* SOURCE DOCUMENT *
>> start

Signed checkpoints periodically capture a signed digest of the chain. At configurable intervals (default every 1,000 events), a checkpoint is created containing the chain digest, sequence range, timestamp, and a KMS signature. Checkpoints can be verified independently, you can prove that all events between checkpoint A and checkpoint B are unmodified without recomputing the entire chain.
data class TamperEvidenceConfig(
val hashChainEnabled: Boolean = false,
val checkpointSigningEnabled: Boolean = false,
val hashAlgorithm: String = "SHA-256",
val checkpointIntervalEvents: Int = 1000,
val signingKeyRef: String = ""
)
The AuditChainVerifier can verify any range of the chain and any individual checkpoint:
interface AuditChainVerifier {
suspend fun verifyChain(tenantId: String, fromSequence: Long, toSequence: Long?): IdkResult<Long, IdkError>
suspend fun verifyCheckpoint(tenantId: String, checkpointId: String): IdkResult<Unit, IdkError>
}
Processing Pipeline
When an audit event is recorded, it passes through a three-stage pipeline:
Each stage is isolated, enrichment failures don't prevent redaction, and redaction failures don't prevent persistence. The entire pipeline is wrapped in a catch-all exception handler so that audit infrastructure failures never propagate to the caller.
Querying Audit Logs
The AuditQueryService provides structured queries over persisted audit events:
interface AuditQueryService {
suspend fun query(filter: AuditQueryFilter): IdkResult<List<AuditEvent>, IdkError>
suspend fun getByCorrelationId(tenantId: String, correlationId: String): IdkResult<List<AuditEvent>, IdkError>
suspend fun getByTraceId(tenantId: String, traceId: String): IdkResult<List<AuditEvent>, IdkError>
}
Queries support filtering by tenant, command, module, actor, trace ID, result type, and time range, with pagination via limit/offset. The getByCorrelationId query is particularly useful for reconstructing the full lifecycle of a request across multiple commands.
Modules
| Module | Description |
|---|---|
lib-audit-public | AuditEvent, AuditLogService, AuditEventSink, formatters, redaction policy, store and query interfaces |
lib-audit-impl | DefaultAuditLogService, session enricher, JSON/CEF/OCSF formatters, composite sink, tamper evidence |

>> end

* DATASET EXCERPT *

>> start

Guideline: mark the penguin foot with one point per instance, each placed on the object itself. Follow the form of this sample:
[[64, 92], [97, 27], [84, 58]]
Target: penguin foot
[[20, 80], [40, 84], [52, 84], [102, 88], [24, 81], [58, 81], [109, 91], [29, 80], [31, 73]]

>> end

* REQUIREMENTS *
A – In the audit logging text:
(i) By default, how many events pass between checkpoints?
(ii) What is the default value of hashAlgorithm?
(iii) Which query is called particularly useful for reconstructing the full lifecycle of a request across multiple commands?
B – Can you print the audit logging text word for word, starting at the words "Signed checkpoints periodically" and stopping after "the entire chain."?

* THE SOLUTIONS *
A –
(i) 1,000 events
(ii) "SHA-256"
(iii) getByCorrelationId

B –
Signed checkpoints periodically capture a signed digest of the chain. At configurable intervals (default every 1,000 events), a checkpoint is created containing the chain digest, sequence range, timestamp, and a KMS signature. Checkpoints can be verified independently, you can prove that all events between checkpoint A and checkpoint B are unmodified without recomputing the entire chain.